* **To do**
Repeat only the lines below from the one containing "box: [517, 378, 589, 410]" through the one containing "positive clicks: (1052, 817) (1033, 865)", inclusive, exactly as written.

Collected data:
=====

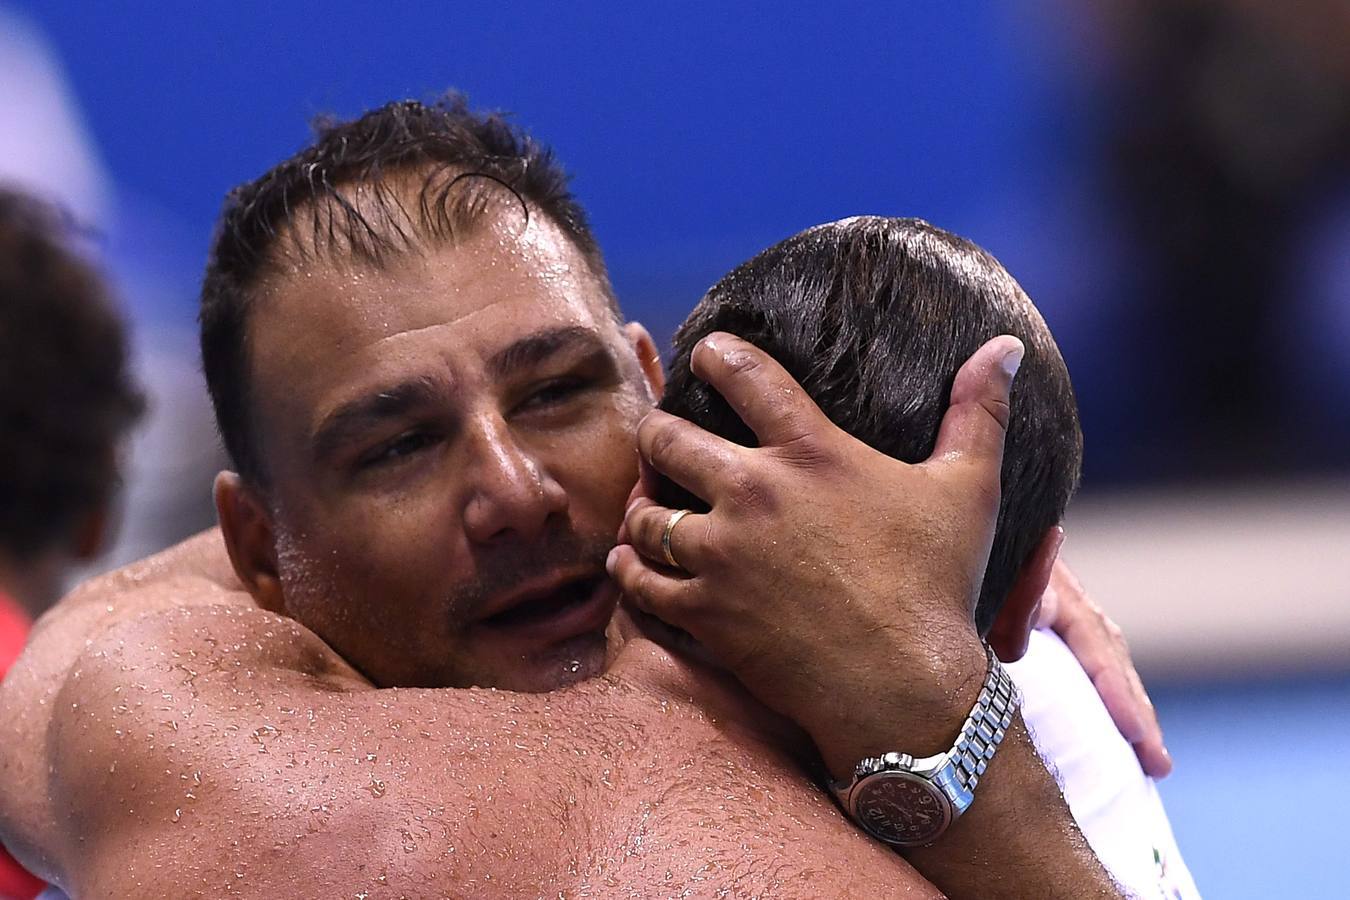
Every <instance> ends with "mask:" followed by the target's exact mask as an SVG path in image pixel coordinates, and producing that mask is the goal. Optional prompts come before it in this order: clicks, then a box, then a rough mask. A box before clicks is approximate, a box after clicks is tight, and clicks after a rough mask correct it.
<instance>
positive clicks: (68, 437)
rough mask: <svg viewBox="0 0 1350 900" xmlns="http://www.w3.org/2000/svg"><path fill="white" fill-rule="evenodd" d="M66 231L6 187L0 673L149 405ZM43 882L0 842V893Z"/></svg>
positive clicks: (50, 593)
mask: <svg viewBox="0 0 1350 900" xmlns="http://www.w3.org/2000/svg"><path fill="white" fill-rule="evenodd" d="M70 237H72V235H70V227H69V223H68V220H66V217H65V215H63V213H62V212H61V210H58V209H57V208H54V206H49V205H46V204H43V202H41V201H38V200H35V198H32V197H28V196H26V194H23V193H19V192H16V190H11V189H5V188H0V679H3V676H4V673H5V672H7V671H8V669H9V665H11V664H12V663H14V661H15V658H18V656H19V653H20V650H22V649H23V645H24V641H26V638H27V633H28V629H30V626H31V623H32V621H34V619H35V618H38V615H41V614H42V613H43V611H45V610H46V609H47V607H49V606H50V604H51V603H53V602H54V600H55V599H57V596H59V594H61V592H62V588H63V575H65V571H66V568H68V567H69V565H72V564H74V563H80V561H85V560H89V559H92V557H94V556H97V555H99V553H100V552H101V551H103V549H104V548H105V545H107V544H108V537H109V530H111V529H109V525H111V519H112V514H113V501H115V495H116V493H117V483H119V479H117V456H119V445H120V444H121V441H123V439H124V437H126V436H127V433H128V430H130V429H131V426H132V425H134V424H135V421H136V418H138V417H139V416H140V413H142V407H143V399H142V395H140V393H139V390H138V389H136V386H135V385H134V383H132V381H131V375H130V372H128V362H127V337H126V333H124V329H123V322H121V320H120V317H119V314H117V312H116V310H115V309H113V306H112V302H111V301H109V297H108V293H107V290H105V287H104V283H103V281H101V279H100V277H99V275H97V273H96V271H94V270H93V267H92V266H90V264H89V263H88V262H85V260H84V259H81V258H80V255H78V254H77V252H76V250H74V248H73V247H72V242H70ZM41 889H42V882H41V881H38V880H36V878H35V877H34V876H31V874H28V873H27V872H26V870H23V869H22V868H20V866H19V864H18V862H15V861H14V858H11V857H9V854H8V853H7V851H5V850H3V849H0V897H3V899H23V900H27V899H28V897H32V896H35V895H36V893H38V892H39V891H41Z"/></svg>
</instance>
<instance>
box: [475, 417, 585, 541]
mask: <svg viewBox="0 0 1350 900" xmlns="http://www.w3.org/2000/svg"><path fill="white" fill-rule="evenodd" d="M470 432H471V434H470V443H471V447H470V460H468V461H467V468H468V471H467V472H466V474H467V475H468V491H467V494H466V502H464V532H466V534H467V536H468V540H470V541H472V542H475V544H489V542H493V541H497V540H499V538H502V537H509V536H512V537H517V538H524V540H533V538H536V537H539V534H540V533H541V532H543V530H544V528H545V525H547V524H548V519H549V517H552V515H553V514H559V513H564V511H566V510H567V491H566V490H563V486H562V484H559V483H558V480H556V479H553V476H552V475H549V472H548V470H547V468H545V467H544V466H541V464H540V460H539V459H537V457H536V456H535V455H533V453H531V452H529V451H528V449H526V448H522V447H521V445H520V443H518V441H517V440H516V437H514V436H513V434H512V432H510V429H509V426H508V425H506V422H505V421H502V418H501V417H499V416H497V414H483V416H482V417H479V420H478V421H477V422H475V425H474V426H472V428H471V429H470Z"/></svg>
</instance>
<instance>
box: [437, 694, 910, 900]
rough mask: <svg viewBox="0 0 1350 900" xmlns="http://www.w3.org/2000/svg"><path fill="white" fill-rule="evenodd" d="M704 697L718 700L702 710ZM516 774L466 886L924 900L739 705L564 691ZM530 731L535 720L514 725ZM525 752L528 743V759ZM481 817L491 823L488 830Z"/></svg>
mask: <svg viewBox="0 0 1350 900" xmlns="http://www.w3.org/2000/svg"><path fill="white" fill-rule="evenodd" d="M705 700H707V702H705ZM549 711H551V725H552V726H556V725H558V723H563V722H566V726H563V727H552V729H549V730H551V735H549V739H548V741H547V748H540V746H539V745H536V743H531V742H528V741H526V742H521V746H525V748H531V750H526V752H521V753H524V757H528V760H526V758H522V760H521V761H518V762H513V764H512V765H510V772H512V773H513V775H512V777H510V779H508V780H506V781H505V783H501V785H499V791H501V792H502V796H504V797H506V800H508V801H506V803H504V804H501V807H499V810H502V811H505V810H516V811H517V812H512V814H509V815H505V816H504V815H495V814H494V815H490V816H489V819H490V820H491V824H490V826H489V827H490V833H491V835H493V837H491V839H490V841H483V846H485V849H486V847H487V846H491V851H489V853H481V854H479V855H478V857H477V860H475V861H474V864H472V865H471V866H467V868H464V869H463V870H462V872H460V873H459V876H460V878H456V881H459V884H460V885H464V887H468V888H471V889H482V888H489V887H491V885H494V882H495V887H497V888H498V889H504V892H508V893H512V895H520V896H536V895H537V896H549V897H586V896H594V897H626V896H633V897H667V896H670V897H702V896H724V897H741V896H745V897H749V896H772V897H794V896H802V897H807V896H809V897H821V896H926V892H925V891H919V892H917V893H913V895H911V893H910V888H913V887H914V885H917V884H922V881H921V880H919V878H918V876H917V874H915V873H914V870H913V869H910V866H909V865H907V864H906V862H904V861H903V860H902V858H900V857H898V855H895V854H894V853H891V851H890V850H887V849H884V847H882V846H880V845H876V843H873V842H872V841H869V839H867V838H863V837H861V835H860V834H859V833H857V831H856V830H855V828H853V827H852V826H850V824H849V823H848V822H846V820H845V819H844V818H842V816H841V815H840V814H838V812H837V811H836V808H834V806H833V803H832V801H830V800H829V799H828V797H826V796H825V795H823V793H822V792H821V791H819V789H818V788H817V787H815V785H814V784H811V781H810V780H809V779H807V777H806V776H805V775H803V773H802V772H799V770H798V769H796V766H795V765H794V764H792V762H791V760H788V757H786V756H784V754H783V753H780V752H778V750H776V749H775V748H772V746H769V745H768V743H765V742H764V741H763V739H760V737H759V735H757V734H756V733H755V731H753V730H751V729H747V727H745V726H744V725H742V723H740V722H737V721H734V719H733V715H734V712H736V706H734V702H733V703H732V704H728V702H726V696H725V694H722V695H718V696H715V698H699V696H697V695H691V696H684V698H678V696H671V694H670V692H668V691H664V690H663V688H661V687H660V685H659V684H656V685H653V684H648V683H644V680H643V679H641V677H637V679H632V677H628V676H625V677H624V679H622V680H618V681H605V683H595V684H591V685H586V687H583V688H580V690H575V691H571V692H567V694H564V695H558V696H556V699H555V700H553V702H552V706H551V710H549ZM516 722H517V725H520V726H521V727H522V733H524V731H525V730H532V729H531V727H529V726H531V723H529V722H526V721H525V719H516ZM517 752H518V750H517ZM483 824H486V820H485V823H483Z"/></svg>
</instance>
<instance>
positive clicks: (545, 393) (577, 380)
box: [517, 378, 589, 410]
mask: <svg viewBox="0 0 1350 900" xmlns="http://www.w3.org/2000/svg"><path fill="white" fill-rule="evenodd" d="M587 385H589V382H586V381H585V379H582V378H555V379H553V381H551V382H545V383H544V385H541V386H540V387H537V389H536V390H535V391H533V393H532V394H529V395H528V397H525V399H524V401H521V403H520V406H517V409H521V410H528V409H537V407H547V406H552V405H555V403H560V402H563V401H566V399H570V398H572V397H575V395H576V394H579V393H580V391H583V390H586V387H587Z"/></svg>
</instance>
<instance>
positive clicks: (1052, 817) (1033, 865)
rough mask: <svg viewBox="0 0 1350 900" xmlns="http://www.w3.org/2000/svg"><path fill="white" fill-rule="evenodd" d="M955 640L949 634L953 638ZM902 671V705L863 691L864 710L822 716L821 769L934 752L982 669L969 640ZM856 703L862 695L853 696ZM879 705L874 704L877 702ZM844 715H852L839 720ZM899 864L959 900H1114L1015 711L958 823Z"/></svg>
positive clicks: (918, 847)
mask: <svg viewBox="0 0 1350 900" xmlns="http://www.w3.org/2000/svg"><path fill="white" fill-rule="evenodd" d="M953 637H954V638H956V633H953ZM927 660H929V663H927V664H926V665H925V664H921V663H919V661H918V658H915V661H914V663H913V664H910V665H909V667H904V668H906V671H907V679H906V687H907V688H909V690H906V691H904V692H903V696H902V695H900V692H899V691H896V690H894V688H892V690H890V691H880V690H879V685H876V684H872V685H871V687H869V688H868V690H867V694H869V695H871V696H873V698H875V699H873V702H872V703H871V704H869V706H868V707H867V712H865V714H863V715H859V714H857V712H856V710H857V708H863V707H861V704H857V706H855V704H848V706H844V707H840V706H834V707H829V708H830V710H833V711H832V714H830V715H829V716H828V718H825V719H822V721H821V722H818V723H814V727H811V731H813V734H814V735H815V742H817V746H818V748H819V750H821V754H822V760H823V762H825V764H826V768H828V769H829V770H830V772H832V773H833V777H834V779H841V777H844V776H846V775H848V773H849V772H850V770H852V769H853V766H855V765H856V764H857V762H859V761H860V760H863V758H865V757H876V756H880V754H883V753H887V752H892V750H896V752H906V753H911V754H914V756H917V757H923V756H930V754H936V753H944V752H945V750H948V749H949V748H950V746H952V743H953V741H954V739H956V735H957V731H958V729H960V726H961V722H963V719H964V716H965V715H967V714H968V712H969V711H971V708H972V707H973V706H975V703H976V700H977V699H979V696H980V691H981V687H983V685H984V676H985V673H987V672H988V661H987V656H985V652H984V648H983V645H981V644H979V641H977V640H976V638H975V637H973V634H972V636H965V637H958V638H956V640H953V641H952V642H949V644H945V645H944V649H941V650H938V649H937V648H936V646H934V648H933V652H931V653H930V654H927ZM859 694H860V695H861V694H863V688H859ZM883 696H884V699H883ZM848 710H853V711H848ZM904 855H906V858H907V860H909V861H910V864H913V865H914V868H915V869H918V870H919V872H921V873H922V874H923V876H925V877H926V878H927V880H929V881H931V882H933V884H936V885H937V887H938V888H940V889H941V891H942V892H944V893H946V895H948V896H950V897H954V899H957V900H960V899H961V897H979V899H980V900H984V899H985V897H1038V899H1039V897H1046V899H1053V897H1075V899H1076V897H1122V896H1125V895H1122V893H1120V891H1119V889H1118V888H1116V887H1115V885H1114V882H1112V880H1111V877H1110V876H1108V874H1107V872H1106V869H1104V868H1103V866H1102V864H1100V862H1099V861H1098V858H1096V855H1095V854H1093V853H1092V850H1091V847H1089V846H1088V843H1087V841H1085V839H1084V838H1083V834H1081V833H1080V831H1079V827H1077V824H1076V823H1075V820H1073V816H1072V814H1071V812H1069V808H1068V806H1066V803H1065V801H1064V796H1062V793H1061V791H1060V788H1058V785H1057V784H1056V781H1054V779H1053V777H1052V776H1050V773H1049V770H1048V769H1046V766H1045V762H1044V761H1042V760H1041V757H1039V754H1038V753H1037V750H1035V748H1034V746H1033V743H1031V739H1030V737H1029V734H1027V731H1026V727H1025V725H1023V722H1022V716H1021V712H1015V714H1014V716H1012V722H1011V725H1010V727H1008V729H1007V734H1006V737H1004V738H1003V741H1002V743H1000V745H999V749H998V750H996V752H995V754H994V758H992V760H990V762H988V768H987V770H985V772H984V775H983V776H981V777H980V780H979V785H977V787H976V789H975V800H973V803H972V804H971V807H969V808H968V810H967V812H965V814H964V815H961V816H960V818H958V819H957V820H956V822H954V823H952V826H950V827H949V828H948V830H946V831H945V833H944V834H942V835H941V837H938V838H937V841H936V842H934V843H933V846H930V847H915V849H909V850H904Z"/></svg>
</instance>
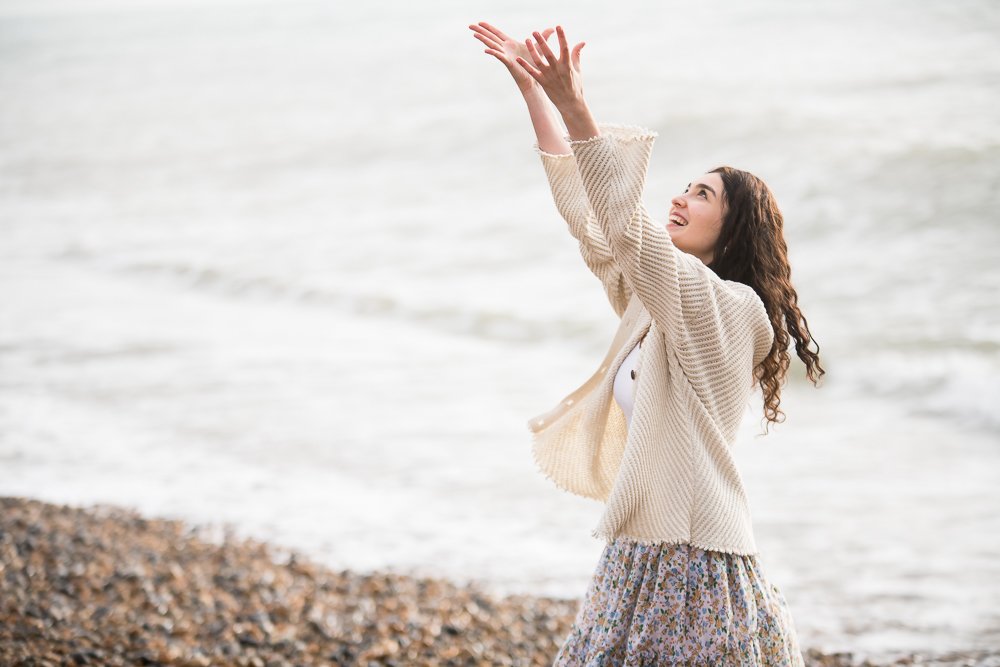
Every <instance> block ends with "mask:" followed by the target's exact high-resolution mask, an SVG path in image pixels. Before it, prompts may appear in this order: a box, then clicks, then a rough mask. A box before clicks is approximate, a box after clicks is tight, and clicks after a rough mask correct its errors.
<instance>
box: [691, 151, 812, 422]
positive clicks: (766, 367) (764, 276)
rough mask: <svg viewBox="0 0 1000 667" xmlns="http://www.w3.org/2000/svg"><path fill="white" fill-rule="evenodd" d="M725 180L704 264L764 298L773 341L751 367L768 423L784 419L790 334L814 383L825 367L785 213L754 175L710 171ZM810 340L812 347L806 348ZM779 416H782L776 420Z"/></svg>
mask: <svg viewBox="0 0 1000 667" xmlns="http://www.w3.org/2000/svg"><path fill="white" fill-rule="evenodd" d="M711 173H716V174H719V176H720V177H721V178H722V184H723V197H722V199H723V205H724V211H725V212H724V214H723V220H722V229H721V231H720V233H719V239H718V241H717V242H716V246H715V250H714V253H713V257H712V261H711V263H710V264H709V265H708V268H710V269H712V270H713V271H714V272H715V273H716V275H718V276H719V277H720V278H722V279H724V280H734V281H737V282H741V283H743V284H745V285H749V286H750V287H752V288H753V289H754V291H755V292H757V295H758V296H759V297H760V298H761V301H763V302H764V308H765V309H766V310H767V315H768V317H769V318H770V320H771V327H772V328H773V329H774V345H772V346H771V351H770V352H769V353H768V355H767V357H766V358H765V359H764V360H763V361H762V362H761V363H760V364H758V365H757V367H756V368H755V369H754V380H755V381H756V382H757V383H758V385H759V386H760V388H761V392H762V393H763V395H764V417H765V418H766V419H767V424H766V425H765V432H766V426H767V425H769V424H770V423H772V422H773V423H780V422H783V421H784V414H785V413H784V412H782V411H781V410H780V409H779V405H780V403H781V386H782V385H783V384H784V383H785V380H786V374H787V372H788V366H789V362H790V355H789V353H788V344H789V338H794V339H795V352H796V354H797V355H798V357H799V358H800V359H801V360H802V361H803V363H805V365H806V376H807V377H808V378H809V380H811V381H812V383H813V384H814V385H817V384H818V382H819V379H820V377H822V376H823V374H824V373H826V371H825V370H824V369H823V367H822V366H820V363H819V343H817V342H816V340H815V339H814V338H813V336H812V334H811V332H810V331H809V323H808V322H807V321H806V318H805V316H804V315H803V314H802V311H801V310H800V309H799V307H798V295H797V294H796V292H795V288H794V287H793V286H792V280H791V266H790V265H789V263H788V245H787V243H786V242H785V236H784V217H783V216H782V214H781V210H780V209H779V208H778V204H777V202H776V201H775V198H774V195H773V194H772V192H771V190H770V188H768V187H767V184H765V183H764V181H762V180H761V179H759V178H757V177H756V176H754V175H753V174H751V173H749V172H746V171H743V170H740V169H734V168H733V167H728V166H722V167H717V168H715V169H713V170H712V172H711ZM810 344H812V345H814V346H815V350H813V349H810V347H809V346H810ZM779 416H780V417H781V419H779Z"/></svg>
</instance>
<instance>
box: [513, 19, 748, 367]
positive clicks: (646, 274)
mask: <svg viewBox="0 0 1000 667" xmlns="http://www.w3.org/2000/svg"><path fill="white" fill-rule="evenodd" d="M556 32H557V34H558V36H559V50H560V54H559V56H558V57H557V56H556V55H555V54H554V53H552V51H551V49H549V47H548V44H546V43H545V41H544V40H543V39H539V37H540V35H539V34H538V33H535V38H536V39H535V41H534V42H531V41H529V42H527V43H526V46H528V47H529V52H530V56H531V59H532V61H533V65H532V64H529V63H528V62H527V61H525V60H524V59H519V60H518V63H519V64H520V65H521V66H522V67H523V68H524V69H525V71H527V72H528V73H529V74H530V75H531V76H532V78H533V79H535V81H537V82H538V83H539V85H540V86H542V88H543V90H544V92H545V94H546V96H547V97H548V98H549V99H550V100H552V102H553V104H554V105H555V106H556V108H557V109H558V110H559V113H560V114H561V115H562V118H563V120H564V121H565V123H566V127H567V130H568V133H569V134H568V137H569V139H570V141H569V143H570V148H571V150H572V151H573V155H574V157H575V159H576V166H577V168H578V171H579V174H580V178H581V181H582V182H583V187H584V190H585V191H586V194H587V199H588V201H589V202H590V207H591V208H592V209H593V211H594V214H595V216H596V218H597V221H598V225H599V227H600V229H601V233H602V234H603V236H604V238H605V239H606V242H607V246H608V249H609V252H610V253H611V255H612V258H613V260H614V262H615V263H616V264H617V265H618V267H619V268H620V269H621V271H622V274H623V276H624V279H625V281H626V282H627V283H628V284H629V286H630V287H631V289H632V290H633V291H634V292H635V293H636V294H637V295H638V297H639V299H640V300H641V301H642V303H643V305H644V306H645V307H646V309H647V310H648V311H649V312H650V315H651V316H652V317H653V319H654V320H656V321H657V322H658V323H659V326H660V328H661V330H662V331H663V332H664V333H665V334H667V335H668V337H669V339H670V341H671V344H672V345H675V346H676V347H677V349H678V350H684V349H690V348H691V347H694V346H698V347H704V346H706V345H708V346H709V347H712V346H715V345H716V344H718V343H719V342H720V341H719V336H720V335H722V336H725V332H724V331H722V329H724V328H725V323H724V322H722V321H721V320H722V319H727V318H728V317H729V315H730V314H732V313H734V309H733V308H732V307H731V306H734V305H735V306H743V304H744V303H746V302H748V301H749V299H748V293H747V291H746V290H744V289H741V288H740V287H738V286H735V285H731V284H728V283H727V282H726V281H722V280H720V279H719V278H718V276H716V275H715V274H714V273H713V272H712V271H711V269H709V268H708V267H706V266H705V265H704V263H702V261H701V260H700V259H698V258H697V257H694V256H692V255H689V254H688V253H685V252H683V251H682V250H680V249H678V248H677V247H676V246H674V244H673V241H672V240H671V238H670V233H669V232H668V231H667V229H666V228H665V227H664V226H663V225H661V224H659V223H657V222H654V221H653V220H652V219H651V218H650V216H649V214H648V212H647V211H646V209H645V207H644V206H643V204H642V193H643V188H644V186H645V179H646V171H647V168H648V165H649V158H650V154H651V153H652V147H653V141H654V140H655V138H656V136H657V135H656V133H655V132H651V131H649V130H645V129H643V128H640V127H635V126H626V125H610V124H603V125H601V126H598V124H597V123H596V122H595V121H594V119H593V117H592V116H591V114H590V111H589V109H588V108H587V105H586V102H585V101H584V98H583V86H582V82H581V77H580V64H579V48H580V45H577V47H576V48H574V50H573V52H572V54H571V53H570V50H569V46H568V44H567V42H566V37H565V34H564V33H563V30H562V28H561V27H559V26H557V27H556ZM602 129H603V131H602ZM710 302H714V303H715V305H716V307H715V308H706V306H707V305H708V304H709V303H710ZM723 302H726V303H723ZM703 312H704V313H707V314H706V315H705V316H704V317H703V316H702V314H703ZM712 320H714V322H713V321H712ZM696 340H697V344H695V341H696ZM712 340H714V341H715V343H712V342H711V341H712Z"/></svg>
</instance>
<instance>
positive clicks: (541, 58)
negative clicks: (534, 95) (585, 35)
mask: <svg viewBox="0 0 1000 667" xmlns="http://www.w3.org/2000/svg"><path fill="white" fill-rule="evenodd" d="M532 35H533V36H534V38H535V39H534V41H532V40H531V39H526V40H525V46H527V47H528V53H529V54H530V55H531V59H532V61H534V64H533V65H532V63H529V62H527V61H526V60H525V59H524V58H521V57H520V56H518V58H517V62H518V64H519V65H520V66H521V67H523V68H524V69H525V71H527V72H528V74H529V75H531V77H532V78H533V79H534V80H535V81H537V82H538V85H540V86H541V87H542V90H544V91H545V94H546V95H547V96H548V98H549V99H550V100H552V104H554V105H555V107H556V109H558V110H559V112H560V113H562V114H563V116H564V117H565V115H566V114H567V113H572V112H574V111H576V110H577V109H579V108H580V107H581V106H585V104H584V100H583V78H582V77H581V75H580V50H581V49H582V48H583V46H584V44H585V42H580V43H579V44H577V45H576V46H574V47H573V51H572V53H571V52H570V50H569V45H568V43H567V42H566V33H565V32H563V29H562V26H556V35H558V37H559V57H558V58H557V57H556V55H555V54H554V53H552V49H550V48H549V45H548V44H547V43H546V42H545V39H544V38H543V37H542V35H541V33H539V32H538V31H535V32H533V33H532Z"/></svg>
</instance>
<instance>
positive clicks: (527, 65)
mask: <svg viewBox="0 0 1000 667" xmlns="http://www.w3.org/2000/svg"><path fill="white" fill-rule="evenodd" d="M514 60H516V61H517V64H518V65H520V66H521V68H522V69H523V70H524V71H525V72H527V73H528V74H530V75H531V78H532V79H534V80H535V81H538V83H541V82H542V81H541V79H540V78H539V77H540V76H541V75H542V73H541V72H540V71H538V70H537V69H535V68H534V67H532V66H531V64H530V63H529V62H528V61H527V60H525V59H524V58H522V57H521V56H517V57H515V58H514Z"/></svg>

=====

* **Answer to this task**
box: [517, 378, 589, 410]
mask: <svg viewBox="0 0 1350 900" xmlns="http://www.w3.org/2000/svg"><path fill="white" fill-rule="evenodd" d="M587 385H589V382H586V381H585V379H582V378H555V379H553V381H551V382H545V383H544V385H541V386H540V387H537V389H536V390H535V391H533V393H532V394H529V395H528V397H525V399H524V401H521V403H520V406H517V409H521V410H528V409H537V407H547V406H552V405H555V403H560V402H563V401H566V399H570V398H572V397H575V395H576V394H579V393H580V391H583V390H586V387H587Z"/></svg>
</instance>
<instance>
positive clicks: (1052, 817) (1033, 865)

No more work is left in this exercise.